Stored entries
──────────────────────────────

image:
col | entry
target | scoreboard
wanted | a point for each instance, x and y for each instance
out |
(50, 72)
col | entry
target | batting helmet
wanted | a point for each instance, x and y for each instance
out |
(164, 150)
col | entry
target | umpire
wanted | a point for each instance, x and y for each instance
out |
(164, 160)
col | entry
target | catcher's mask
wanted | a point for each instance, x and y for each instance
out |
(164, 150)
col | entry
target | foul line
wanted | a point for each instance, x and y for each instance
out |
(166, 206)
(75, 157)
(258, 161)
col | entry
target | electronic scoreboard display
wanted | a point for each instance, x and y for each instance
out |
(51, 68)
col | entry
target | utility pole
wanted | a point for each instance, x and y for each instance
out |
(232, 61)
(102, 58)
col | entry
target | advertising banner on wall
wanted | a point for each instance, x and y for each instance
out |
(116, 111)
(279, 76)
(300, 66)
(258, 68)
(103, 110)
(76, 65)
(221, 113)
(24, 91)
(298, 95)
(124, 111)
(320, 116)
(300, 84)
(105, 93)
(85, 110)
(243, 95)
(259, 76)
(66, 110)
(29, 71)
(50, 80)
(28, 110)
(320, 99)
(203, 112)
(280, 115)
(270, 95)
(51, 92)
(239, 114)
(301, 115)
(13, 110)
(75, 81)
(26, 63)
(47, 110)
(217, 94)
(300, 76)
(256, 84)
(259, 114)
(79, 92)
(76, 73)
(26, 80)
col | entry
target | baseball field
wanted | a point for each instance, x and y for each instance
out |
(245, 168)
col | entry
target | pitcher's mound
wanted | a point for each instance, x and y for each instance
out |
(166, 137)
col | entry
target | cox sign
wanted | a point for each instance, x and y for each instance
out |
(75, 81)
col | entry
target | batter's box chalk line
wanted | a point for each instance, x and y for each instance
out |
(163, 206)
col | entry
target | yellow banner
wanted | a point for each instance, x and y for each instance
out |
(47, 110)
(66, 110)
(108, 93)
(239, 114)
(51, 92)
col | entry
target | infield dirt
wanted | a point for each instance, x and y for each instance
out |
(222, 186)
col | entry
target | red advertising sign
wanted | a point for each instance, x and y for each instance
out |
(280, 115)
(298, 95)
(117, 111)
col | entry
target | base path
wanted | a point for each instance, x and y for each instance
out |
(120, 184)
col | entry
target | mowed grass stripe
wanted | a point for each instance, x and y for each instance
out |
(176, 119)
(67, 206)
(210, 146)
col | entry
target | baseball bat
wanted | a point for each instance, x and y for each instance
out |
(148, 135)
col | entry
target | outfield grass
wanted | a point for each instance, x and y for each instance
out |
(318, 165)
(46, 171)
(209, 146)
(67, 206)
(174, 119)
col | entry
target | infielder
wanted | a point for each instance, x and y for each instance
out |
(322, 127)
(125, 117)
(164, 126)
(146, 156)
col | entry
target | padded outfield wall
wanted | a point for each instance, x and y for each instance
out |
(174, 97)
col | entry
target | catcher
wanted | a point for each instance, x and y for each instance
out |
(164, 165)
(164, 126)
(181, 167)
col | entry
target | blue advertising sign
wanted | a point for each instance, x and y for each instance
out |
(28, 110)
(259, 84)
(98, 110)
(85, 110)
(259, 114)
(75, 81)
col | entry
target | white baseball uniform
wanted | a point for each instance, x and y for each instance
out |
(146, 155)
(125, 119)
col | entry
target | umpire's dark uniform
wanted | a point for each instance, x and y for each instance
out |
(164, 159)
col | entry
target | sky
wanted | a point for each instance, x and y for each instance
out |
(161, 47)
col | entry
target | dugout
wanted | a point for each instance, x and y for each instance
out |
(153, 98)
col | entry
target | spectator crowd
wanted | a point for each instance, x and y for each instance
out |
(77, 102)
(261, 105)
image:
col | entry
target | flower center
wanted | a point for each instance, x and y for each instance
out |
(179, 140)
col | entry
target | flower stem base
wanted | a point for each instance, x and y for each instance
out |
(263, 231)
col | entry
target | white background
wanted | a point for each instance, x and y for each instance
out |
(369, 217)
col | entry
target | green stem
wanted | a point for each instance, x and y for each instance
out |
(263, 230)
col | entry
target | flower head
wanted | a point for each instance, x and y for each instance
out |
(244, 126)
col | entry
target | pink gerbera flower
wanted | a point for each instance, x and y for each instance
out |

──────────────────────────────

**What to work on**
Without leaving anything out, quote all the data.

**Written solution**
image:
col | entry
target | scoreboard
wanted | a point for each instance, x and y for each instance
out |
(50, 72)
col | entry
target | batting helmet
wanted | a point for each instance, x and y for each instance
out |
(164, 150)
col | entry
target | umpire
wanted | a point for each instance, x and y for each instance
out |
(164, 160)
col | entry
target | catcher's mask
wanted | a point for each instance, x and y for each instance
out |
(164, 150)
col | entry
target | foul line
wanted | a point for each instance, x and y for each instance
out |
(166, 206)
(75, 157)
(258, 161)
col | entry
target | electronic scoreboard display
wanted | a point for each instance, x and y for each instance
out |
(51, 68)
col | entry
target | utility pole
wanted | a point for each instance, x and y for each instance
out |
(232, 61)
(102, 58)
col | entry
target | advertising banner on wall
wanted | a point for each instance, x and y for each instance
out |
(116, 111)
(279, 76)
(300, 66)
(258, 68)
(103, 110)
(76, 65)
(221, 113)
(24, 91)
(298, 95)
(124, 111)
(320, 116)
(300, 84)
(105, 93)
(85, 110)
(243, 95)
(259, 76)
(66, 110)
(29, 71)
(50, 80)
(28, 110)
(320, 99)
(203, 112)
(280, 115)
(270, 95)
(51, 92)
(239, 114)
(301, 115)
(13, 110)
(75, 81)
(26, 63)
(47, 110)
(217, 94)
(300, 76)
(256, 84)
(259, 114)
(79, 92)
(76, 73)
(26, 80)
col | entry
target | baseball field
wanted | a point for each instance, x and y for each instance
out |
(245, 168)
col | entry
target | pitcher's mound
wanted | a point for each instance, x and y for each instance
out |
(166, 137)
col | entry
target | cox sign
wanted | a point for each instance, x and y for each instance
out |
(75, 81)
col | entry
target | batter's box chalk line
wanted | a point for each instance, x and y for each instance
out |
(163, 206)
col | entry
target | yellow banner
wanted | a point for each instance, x and y for each instance
out |
(47, 110)
(66, 110)
(108, 93)
(239, 114)
(51, 92)
col | entry
target | infield dirt
wanted | a point for each instance, x and y for each instance
out |
(222, 186)
col | entry
target | red advertising sign
wanted | a point for each instance, x and y for each instance
out |
(280, 115)
(298, 95)
(117, 111)
col | entry
target | base path
wanted | a point for each instance, x and y for each instance
out |
(120, 184)
col | entry
target | mowed grass stripe
wanted | a point for each instance, x and y for each instance
out |
(176, 119)
(67, 206)
(210, 146)
col | entry
target | baseball bat
wanted | a point for each instance, x and y for each instance
out |
(148, 135)
col | entry
target | outfield grass
wanted | a point for each instance, x and y for each instance
out |
(318, 165)
(46, 171)
(209, 146)
(67, 206)
(174, 119)
col | entry
target | infielder
wanted | a point for each instance, x and y for each instance
out |
(322, 127)
(125, 117)
(164, 126)
(146, 156)
col | entry
target | padded outfield wall
wanted | a point for each instance, x and y for each instance
out |
(174, 97)
col | entry
target | catcher
wanted | a point for each instance, x and y for each instance
out |
(164, 165)
(164, 126)
(181, 167)
col | entry
target | blue advertising sign
wanted | a point for each instance, x and y for each instance
out |
(28, 110)
(259, 84)
(98, 110)
(85, 110)
(259, 114)
(75, 81)
col | entry
target | white baseball uniform
wanted | a point for each instance, x and y for each instance
out |
(146, 155)
(125, 119)
col | entry
target | umpire's dark uniform
wanted | a point for each instance, x and y for each instance
out |
(164, 159)
col | entry
target | sky
wanted | a point for each instance, x and y for each instance
out |
(161, 47)
col | entry
target | dugout
wanted | a point for each instance, x and y for each instance
out |
(153, 98)
col | entry
target | spectator crowd
wanted | a point for each instance, x and y for each instance
out |
(77, 102)
(261, 105)
image:
col | entry
target | flower center
wanted | a point for each instance, x and y for each instance
out |
(179, 140)
col | entry
target | flower stem base
wanted | a point for each instance, x and y for each instance
out |
(263, 231)
col | entry
target | white background
wanted | a point for each instance, x and y for each instance
out |
(369, 217)
col | entry
target | green stem
wanted | a point for each instance, x and y for each instance
out |
(263, 230)
col | entry
target | flower head
wanted | a point for each instance, x and y for each instance
out |
(244, 126)
col | entry
target | pink gerbera flower
wanted | a point for each instance, x and y for each instance
out |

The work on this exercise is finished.